Items from a dataset:
━━━━━━━━━━━━━━━━━━━━
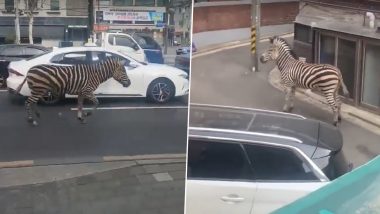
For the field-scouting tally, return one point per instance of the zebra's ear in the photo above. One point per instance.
(271, 39)
(123, 62)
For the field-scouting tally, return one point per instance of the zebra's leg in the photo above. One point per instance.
(291, 98)
(339, 105)
(95, 101)
(80, 109)
(30, 108)
(330, 97)
(288, 95)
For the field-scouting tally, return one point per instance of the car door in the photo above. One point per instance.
(282, 175)
(218, 179)
(127, 45)
(113, 88)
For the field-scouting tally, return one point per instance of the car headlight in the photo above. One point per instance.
(185, 76)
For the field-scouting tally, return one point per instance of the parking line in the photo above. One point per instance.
(134, 108)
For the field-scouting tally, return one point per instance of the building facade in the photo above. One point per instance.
(345, 34)
(54, 21)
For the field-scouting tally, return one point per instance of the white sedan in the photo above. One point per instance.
(156, 82)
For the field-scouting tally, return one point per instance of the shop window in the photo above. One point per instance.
(371, 76)
(346, 62)
(9, 5)
(77, 34)
(302, 33)
(161, 3)
(122, 3)
(144, 3)
(327, 50)
(54, 5)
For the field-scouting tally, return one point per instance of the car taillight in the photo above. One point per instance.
(12, 71)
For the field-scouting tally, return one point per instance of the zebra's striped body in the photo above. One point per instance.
(81, 80)
(297, 74)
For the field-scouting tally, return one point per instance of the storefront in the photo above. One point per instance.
(341, 39)
(132, 19)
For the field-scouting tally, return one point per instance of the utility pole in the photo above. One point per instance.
(17, 22)
(255, 30)
(90, 26)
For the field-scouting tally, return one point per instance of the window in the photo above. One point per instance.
(302, 33)
(54, 5)
(122, 2)
(146, 42)
(98, 56)
(144, 3)
(73, 58)
(371, 76)
(9, 5)
(161, 3)
(273, 163)
(217, 160)
(346, 62)
(327, 50)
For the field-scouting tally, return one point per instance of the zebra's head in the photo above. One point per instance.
(273, 52)
(278, 47)
(120, 73)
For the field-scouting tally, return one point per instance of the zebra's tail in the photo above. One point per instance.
(344, 87)
(20, 86)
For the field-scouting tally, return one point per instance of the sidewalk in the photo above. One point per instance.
(154, 186)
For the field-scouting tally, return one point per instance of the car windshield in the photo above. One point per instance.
(38, 55)
(357, 191)
(146, 42)
(127, 54)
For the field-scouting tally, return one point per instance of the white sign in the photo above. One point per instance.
(132, 16)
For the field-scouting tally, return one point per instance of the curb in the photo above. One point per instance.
(233, 44)
(138, 159)
(362, 118)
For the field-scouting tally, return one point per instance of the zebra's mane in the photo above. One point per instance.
(288, 47)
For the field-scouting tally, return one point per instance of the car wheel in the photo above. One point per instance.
(161, 90)
(50, 98)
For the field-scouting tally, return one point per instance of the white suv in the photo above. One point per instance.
(248, 161)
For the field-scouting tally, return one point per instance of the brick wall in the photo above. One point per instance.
(209, 18)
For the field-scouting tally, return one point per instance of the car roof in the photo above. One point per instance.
(277, 127)
(25, 45)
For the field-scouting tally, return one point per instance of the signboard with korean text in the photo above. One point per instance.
(132, 16)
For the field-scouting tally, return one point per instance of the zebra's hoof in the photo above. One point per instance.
(88, 113)
(30, 120)
(82, 120)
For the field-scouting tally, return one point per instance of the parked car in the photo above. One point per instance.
(152, 49)
(185, 50)
(355, 192)
(156, 82)
(250, 161)
(15, 52)
(183, 62)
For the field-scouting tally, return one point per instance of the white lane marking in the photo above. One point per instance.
(234, 46)
(134, 108)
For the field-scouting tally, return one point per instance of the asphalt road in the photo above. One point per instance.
(225, 78)
(120, 127)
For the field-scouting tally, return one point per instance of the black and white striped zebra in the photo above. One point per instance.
(81, 80)
(297, 74)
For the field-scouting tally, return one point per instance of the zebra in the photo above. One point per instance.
(297, 74)
(81, 80)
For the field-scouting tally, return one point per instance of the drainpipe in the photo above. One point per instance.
(371, 17)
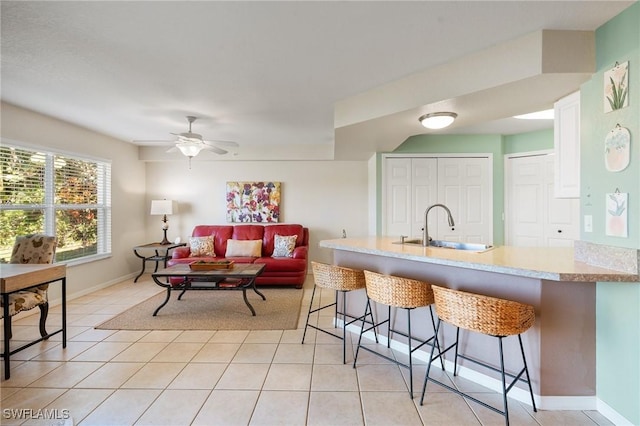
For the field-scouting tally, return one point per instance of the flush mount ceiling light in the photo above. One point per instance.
(437, 120)
(547, 114)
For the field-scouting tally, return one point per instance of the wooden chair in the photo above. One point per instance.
(33, 249)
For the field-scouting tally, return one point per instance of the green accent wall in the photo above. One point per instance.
(498, 145)
(617, 304)
(456, 144)
(528, 142)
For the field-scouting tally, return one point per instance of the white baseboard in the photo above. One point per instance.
(85, 291)
(612, 415)
(550, 403)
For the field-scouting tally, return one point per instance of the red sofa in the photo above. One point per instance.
(278, 271)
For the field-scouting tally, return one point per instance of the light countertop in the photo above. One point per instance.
(548, 263)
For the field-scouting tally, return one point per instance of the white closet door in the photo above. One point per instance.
(562, 226)
(425, 191)
(534, 217)
(398, 197)
(465, 185)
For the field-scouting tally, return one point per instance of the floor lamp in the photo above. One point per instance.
(164, 208)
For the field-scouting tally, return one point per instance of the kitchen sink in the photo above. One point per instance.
(453, 245)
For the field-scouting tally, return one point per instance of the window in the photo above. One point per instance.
(55, 194)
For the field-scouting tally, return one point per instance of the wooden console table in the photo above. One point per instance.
(17, 277)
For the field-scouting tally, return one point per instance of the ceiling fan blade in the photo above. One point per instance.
(215, 149)
(230, 144)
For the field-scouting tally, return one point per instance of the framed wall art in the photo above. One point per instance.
(253, 202)
(616, 87)
(616, 214)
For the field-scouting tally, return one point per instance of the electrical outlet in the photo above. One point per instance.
(588, 223)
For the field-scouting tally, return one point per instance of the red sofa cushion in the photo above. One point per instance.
(270, 232)
(221, 233)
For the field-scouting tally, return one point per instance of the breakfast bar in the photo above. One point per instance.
(557, 282)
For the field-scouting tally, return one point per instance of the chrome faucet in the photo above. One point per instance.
(425, 235)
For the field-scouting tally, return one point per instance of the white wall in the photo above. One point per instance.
(128, 190)
(325, 196)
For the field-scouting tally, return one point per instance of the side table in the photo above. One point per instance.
(161, 254)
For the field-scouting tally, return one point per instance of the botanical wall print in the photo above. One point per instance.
(253, 201)
(616, 149)
(616, 215)
(616, 87)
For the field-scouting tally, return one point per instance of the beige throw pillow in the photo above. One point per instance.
(244, 248)
(202, 246)
(283, 245)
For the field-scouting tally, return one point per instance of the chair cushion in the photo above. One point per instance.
(23, 301)
(244, 248)
(34, 249)
(202, 246)
(283, 245)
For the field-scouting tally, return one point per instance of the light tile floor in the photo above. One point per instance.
(107, 377)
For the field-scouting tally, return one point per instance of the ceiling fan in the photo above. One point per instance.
(190, 144)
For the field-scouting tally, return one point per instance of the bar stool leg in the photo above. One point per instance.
(313, 295)
(504, 382)
(435, 336)
(410, 357)
(335, 314)
(368, 310)
(526, 371)
(433, 349)
(344, 326)
(455, 359)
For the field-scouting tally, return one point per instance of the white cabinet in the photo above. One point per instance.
(566, 134)
(464, 184)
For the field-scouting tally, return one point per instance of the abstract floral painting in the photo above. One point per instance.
(253, 201)
(616, 87)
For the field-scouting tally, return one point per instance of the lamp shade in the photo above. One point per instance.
(437, 120)
(159, 207)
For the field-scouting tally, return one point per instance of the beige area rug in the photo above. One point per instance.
(213, 310)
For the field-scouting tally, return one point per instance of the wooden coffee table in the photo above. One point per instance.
(240, 277)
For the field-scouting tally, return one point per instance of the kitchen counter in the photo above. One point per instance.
(548, 263)
(560, 347)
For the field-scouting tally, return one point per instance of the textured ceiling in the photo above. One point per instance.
(264, 74)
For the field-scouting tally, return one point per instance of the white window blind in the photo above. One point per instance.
(57, 194)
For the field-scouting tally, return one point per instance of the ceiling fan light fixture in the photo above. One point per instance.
(437, 120)
(189, 149)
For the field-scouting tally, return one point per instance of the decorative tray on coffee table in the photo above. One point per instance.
(200, 265)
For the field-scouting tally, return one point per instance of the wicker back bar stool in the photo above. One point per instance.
(397, 292)
(486, 315)
(342, 280)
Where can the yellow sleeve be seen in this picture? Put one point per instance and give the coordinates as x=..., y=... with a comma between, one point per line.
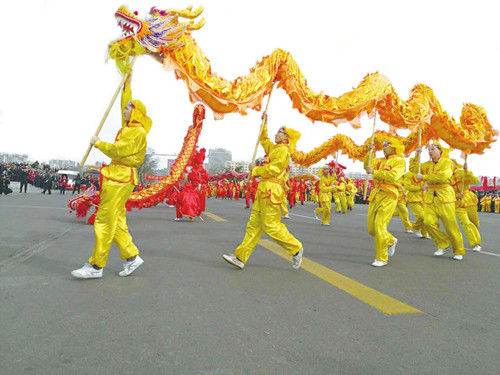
━━━━━━━━━━━━━━━━━━━━
**What is needed:** Please copy exactly the lines from the one containing "of the decorative" through the last line of the records, both ends included, and leave out any pictures.

**Task response:**
For the field-scouting tally, return one point per instance of the decorative tray on coffee table in the photo above. One point per instance.
(200, 265)
For the field-scouting tally, return one point per instance of the wicker back bar stool in the photo above. One point per instance.
(397, 292)
(486, 315)
(342, 280)
Where can the yellow sleeve be seen in this picture? Put one point per instance and give the coordinates as x=..., y=... with a comma between, one point per line.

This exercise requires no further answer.